-------- Supplied data

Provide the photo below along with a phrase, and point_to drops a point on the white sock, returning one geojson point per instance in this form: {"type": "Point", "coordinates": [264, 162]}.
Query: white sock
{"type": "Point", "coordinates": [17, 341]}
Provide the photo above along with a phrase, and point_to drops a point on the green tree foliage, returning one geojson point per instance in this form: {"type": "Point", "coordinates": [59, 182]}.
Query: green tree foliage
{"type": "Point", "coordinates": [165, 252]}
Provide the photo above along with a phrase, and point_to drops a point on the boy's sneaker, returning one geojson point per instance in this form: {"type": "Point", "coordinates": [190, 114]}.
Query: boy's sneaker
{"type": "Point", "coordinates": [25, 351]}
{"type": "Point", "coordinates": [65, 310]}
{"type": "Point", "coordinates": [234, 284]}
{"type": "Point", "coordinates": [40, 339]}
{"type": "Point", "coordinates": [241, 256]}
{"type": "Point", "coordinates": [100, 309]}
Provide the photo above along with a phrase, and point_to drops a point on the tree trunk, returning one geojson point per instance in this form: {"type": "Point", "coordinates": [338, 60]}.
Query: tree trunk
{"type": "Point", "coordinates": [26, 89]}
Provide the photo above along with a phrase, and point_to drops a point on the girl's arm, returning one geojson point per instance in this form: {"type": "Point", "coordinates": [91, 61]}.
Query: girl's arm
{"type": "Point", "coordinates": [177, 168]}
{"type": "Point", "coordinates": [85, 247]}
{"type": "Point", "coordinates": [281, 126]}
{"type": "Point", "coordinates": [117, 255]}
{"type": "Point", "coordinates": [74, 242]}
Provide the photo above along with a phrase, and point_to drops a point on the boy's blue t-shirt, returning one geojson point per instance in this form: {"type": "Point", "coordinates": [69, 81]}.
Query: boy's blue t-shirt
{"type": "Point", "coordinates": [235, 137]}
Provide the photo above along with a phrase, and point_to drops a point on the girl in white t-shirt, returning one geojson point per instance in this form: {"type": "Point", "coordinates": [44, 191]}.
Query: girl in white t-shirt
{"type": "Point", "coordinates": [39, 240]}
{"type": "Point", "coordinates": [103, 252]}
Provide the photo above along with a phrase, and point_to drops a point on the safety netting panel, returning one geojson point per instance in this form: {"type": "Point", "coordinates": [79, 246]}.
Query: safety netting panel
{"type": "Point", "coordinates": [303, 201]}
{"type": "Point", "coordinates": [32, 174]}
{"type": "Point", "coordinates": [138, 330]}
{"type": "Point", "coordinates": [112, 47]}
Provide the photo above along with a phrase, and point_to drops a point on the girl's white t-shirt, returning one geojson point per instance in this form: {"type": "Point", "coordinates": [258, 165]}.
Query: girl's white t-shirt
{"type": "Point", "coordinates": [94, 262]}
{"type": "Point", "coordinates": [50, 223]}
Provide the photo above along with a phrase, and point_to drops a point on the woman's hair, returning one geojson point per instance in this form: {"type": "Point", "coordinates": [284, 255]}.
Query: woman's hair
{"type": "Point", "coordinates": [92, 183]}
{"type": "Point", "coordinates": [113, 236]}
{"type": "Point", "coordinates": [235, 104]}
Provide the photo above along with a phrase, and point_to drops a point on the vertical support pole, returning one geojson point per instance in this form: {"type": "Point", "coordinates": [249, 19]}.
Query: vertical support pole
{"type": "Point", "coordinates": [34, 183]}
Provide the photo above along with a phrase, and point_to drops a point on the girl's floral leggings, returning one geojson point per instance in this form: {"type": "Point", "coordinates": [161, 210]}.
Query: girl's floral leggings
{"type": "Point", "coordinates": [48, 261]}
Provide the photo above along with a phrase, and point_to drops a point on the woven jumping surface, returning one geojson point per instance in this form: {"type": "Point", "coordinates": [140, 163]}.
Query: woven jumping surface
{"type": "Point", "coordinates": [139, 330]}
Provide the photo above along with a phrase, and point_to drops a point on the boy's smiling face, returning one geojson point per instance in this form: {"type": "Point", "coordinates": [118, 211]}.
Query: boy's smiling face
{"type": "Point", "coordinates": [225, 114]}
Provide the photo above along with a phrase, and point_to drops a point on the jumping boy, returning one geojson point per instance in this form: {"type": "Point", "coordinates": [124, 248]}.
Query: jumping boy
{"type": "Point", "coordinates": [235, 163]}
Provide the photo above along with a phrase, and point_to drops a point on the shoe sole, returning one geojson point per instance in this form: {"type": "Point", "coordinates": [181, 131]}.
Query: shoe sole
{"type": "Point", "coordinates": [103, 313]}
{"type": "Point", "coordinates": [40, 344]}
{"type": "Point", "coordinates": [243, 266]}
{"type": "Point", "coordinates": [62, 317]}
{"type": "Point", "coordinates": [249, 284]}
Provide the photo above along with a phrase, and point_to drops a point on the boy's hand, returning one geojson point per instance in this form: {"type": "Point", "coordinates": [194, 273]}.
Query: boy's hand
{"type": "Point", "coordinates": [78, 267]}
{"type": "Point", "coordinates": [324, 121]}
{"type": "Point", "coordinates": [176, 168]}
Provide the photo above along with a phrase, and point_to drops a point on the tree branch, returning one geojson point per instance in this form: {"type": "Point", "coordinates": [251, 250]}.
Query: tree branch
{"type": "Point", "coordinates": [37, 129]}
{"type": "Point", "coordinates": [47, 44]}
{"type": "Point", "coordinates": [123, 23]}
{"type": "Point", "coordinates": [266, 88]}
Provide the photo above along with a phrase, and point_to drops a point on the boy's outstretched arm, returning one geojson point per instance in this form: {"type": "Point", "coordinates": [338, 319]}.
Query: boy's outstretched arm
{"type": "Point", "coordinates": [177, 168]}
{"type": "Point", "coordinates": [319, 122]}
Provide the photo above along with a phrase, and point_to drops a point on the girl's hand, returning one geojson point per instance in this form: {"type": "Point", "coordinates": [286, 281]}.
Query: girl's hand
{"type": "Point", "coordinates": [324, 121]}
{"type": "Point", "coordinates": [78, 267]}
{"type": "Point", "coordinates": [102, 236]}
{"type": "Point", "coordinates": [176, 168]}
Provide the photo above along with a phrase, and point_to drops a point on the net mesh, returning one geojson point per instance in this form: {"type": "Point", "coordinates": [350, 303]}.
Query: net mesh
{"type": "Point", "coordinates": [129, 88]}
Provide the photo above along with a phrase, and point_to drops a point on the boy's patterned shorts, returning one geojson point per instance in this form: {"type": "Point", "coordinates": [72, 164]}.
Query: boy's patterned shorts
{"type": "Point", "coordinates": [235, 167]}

----------------

Instructions for the task: Would you write down every record again, exactly?

Full answer:
Provide the photo below along with a phrase, and point_to drops a point on the white sock, returning one geojson point per instance in this form: {"type": "Point", "coordinates": [264, 162]}.
Query: white sock
{"type": "Point", "coordinates": [17, 341]}
Provide the photo above along with a phrase, and point_to drops a point on the green tree foliage, returning one geojson point per instance in this form: {"type": "Point", "coordinates": [59, 182]}.
Query: green tree foliage
{"type": "Point", "coordinates": [165, 252]}
Provide the photo above along with a phrase, and point_to drops a point on the boy's sneaker, returning one geojson point per instance in this form: {"type": "Point", "coordinates": [190, 114]}.
Query: boy's sneaker
{"type": "Point", "coordinates": [25, 351]}
{"type": "Point", "coordinates": [65, 310]}
{"type": "Point", "coordinates": [234, 284]}
{"type": "Point", "coordinates": [40, 339]}
{"type": "Point", "coordinates": [241, 256]}
{"type": "Point", "coordinates": [100, 309]}
Provide the photo above along with a phrase, and point_to drops a point on the tree trunk, returning one geojson point per instance in this form: {"type": "Point", "coordinates": [338, 60]}.
Query: tree trunk
{"type": "Point", "coordinates": [26, 89]}
Provide the photo above along with a phrase, and point_to drops a point on the girl's arm, returning one geojson point per instance in this form: {"type": "Point", "coordinates": [91, 61]}.
Query: girl's arm
{"type": "Point", "coordinates": [177, 168]}
{"type": "Point", "coordinates": [85, 247]}
{"type": "Point", "coordinates": [281, 126]}
{"type": "Point", "coordinates": [117, 255]}
{"type": "Point", "coordinates": [74, 242]}
Provide the photo above along with a phrase, and point_to drops a point on the boy's blue t-shirt, returning one geojson point per instance in this form: {"type": "Point", "coordinates": [69, 81]}.
Query: boy's blue t-shirt
{"type": "Point", "coordinates": [235, 137]}
Provide the photo above along with a phrase, and point_to drops a point on the girl in white t-shirt, returning one geojson point per instance in this form: {"type": "Point", "coordinates": [44, 191]}.
Query: girl in white t-shirt
{"type": "Point", "coordinates": [39, 240]}
{"type": "Point", "coordinates": [103, 252]}
Provide the photo above along with a phrase, and point_to drops a point on the safety netting panel, returning one geojson point per instance in this form: {"type": "Point", "coordinates": [79, 246]}.
Query: safety netting panel
{"type": "Point", "coordinates": [303, 201]}
{"type": "Point", "coordinates": [32, 174]}
{"type": "Point", "coordinates": [138, 330]}
{"type": "Point", "coordinates": [112, 47]}
Provide the photo above along with a phrase, and point_to drops a point on the girl's white t-shirt, returning one geojson point per instance in this form: {"type": "Point", "coordinates": [258, 165]}.
Query: girl's white t-shirt
{"type": "Point", "coordinates": [94, 262]}
{"type": "Point", "coordinates": [50, 223]}
Provide the photo above along with a phrase, and point_to drops a point on the woman's hair, returning one geojson point per instance in this form: {"type": "Point", "coordinates": [284, 255]}.
Query: woman's hair
{"type": "Point", "coordinates": [92, 183]}
{"type": "Point", "coordinates": [113, 236]}
{"type": "Point", "coordinates": [235, 104]}
Provide the photo above along with a phrase, and point_to drops a point on the vertical support pole, returning one geojson point per instance in this form: {"type": "Point", "coordinates": [249, 19]}.
Query: vertical support pole
{"type": "Point", "coordinates": [34, 183]}
Provide the photo above along with a phrase, and point_to drops a point on the girl's floral leggings, returning one geojson point per instance in this form: {"type": "Point", "coordinates": [161, 210]}.
Query: girl's floral leggings
{"type": "Point", "coordinates": [48, 261]}
Provide the photo above along with a phrase, and point_to drops a point on the woven jumping surface, returning one geojson point per instance in this form: {"type": "Point", "coordinates": [140, 163]}.
Query: woven jumping surface
{"type": "Point", "coordinates": [139, 330]}
Provide the photo above along with a phrase, and point_to drops a point on the boy's smiling face, returning one geojson point per instance in this form: {"type": "Point", "coordinates": [118, 211]}.
Query: boy's smiling face
{"type": "Point", "coordinates": [225, 114]}
Provide the photo above along with a phrase, and point_to drops a point on the jumping boy, returning one geojson point per instance in this form: {"type": "Point", "coordinates": [124, 248]}.
Query: jumping boy
{"type": "Point", "coordinates": [235, 163]}
Provide the photo above along with a phrase, and point_to drops a point on the shoe sole, returning one geojson point per instance in this form: {"type": "Point", "coordinates": [181, 131]}.
Query: shoe sole
{"type": "Point", "coordinates": [103, 313]}
{"type": "Point", "coordinates": [40, 344]}
{"type": "Point", "coordinates": [243, 266]}
{"type": "Point", "coordinates": [62, 317]}
{"type": "Point", "coordinates": [249, 284]}
Provide the photo above along with a phrase, and point_to drops a point on the boy's hand, returning one geojson point per instance in this form: {"type": "Point", "coordinates": [194, 273]}.
Query: boy's hand
{"type": "Point", "coordinates": [78, 267]}
{"type": "Point", "coordinates": [324, 121]}
{"type": "Point", "coordinates": [176, 168]}
Provide the photo above along with a phrase, and point_to drops a point on the tree branch, returning one geojson point per instance in this form: {"type": "Point", "coordinates": [251, 250]}.
Query: tree branch
{"type": "Point", "coordinates": [37, 129]}
{"type": "Point", "coordinates": [47, 44]}
{"type": "Point", "coordinates": [123, 23]}
{"type": "Point", "coordinates": [266, 88]}
Provide the photo above along with a phrase, and point_to drops a point on the boy's outstretched arm, returning one geojson point per instance in this form: {"type": "Point", "coordinates": [338, 319]}.
Query: boy's outstretched arm
{"type": "Point", "coordinates": [177, 168]}
{"type": "Point", "coordinates": [319, 122]}
Provide the photo above along with a phrase, and point_to drops a point on the girl's hand, returning one geojson point per instance in this form: {"type": "Point", "coordinates": [286, 281]}.
Query: girl's hand
{"type": "Point", "coordinates": [324, 121]}
{"type": "Point", "coordinates": [78, 267]}
{"type": "Point", "coordinates": [102, 236]}
{"type": "Point", "coordinates": [176, 168]}
Provide the photo above along with a phrase, and point_to drops a point on the net mesh, returning one geojson point per instance in this form: {"type": "Point", "coordinates": [350, 303]}.
Query: net mesh
{"type": "Point", "coordinates": [129, 88]}
Provide the photo above along with a phrase, and point_to drops a point on the boy's patterned shorts, returning one geojson point per instance in this form: {"type": "Point", "coordinates": [72, 164]}.
Query: boy's patterned shorts
{"type": "Point", "coordinates": [235, 167]}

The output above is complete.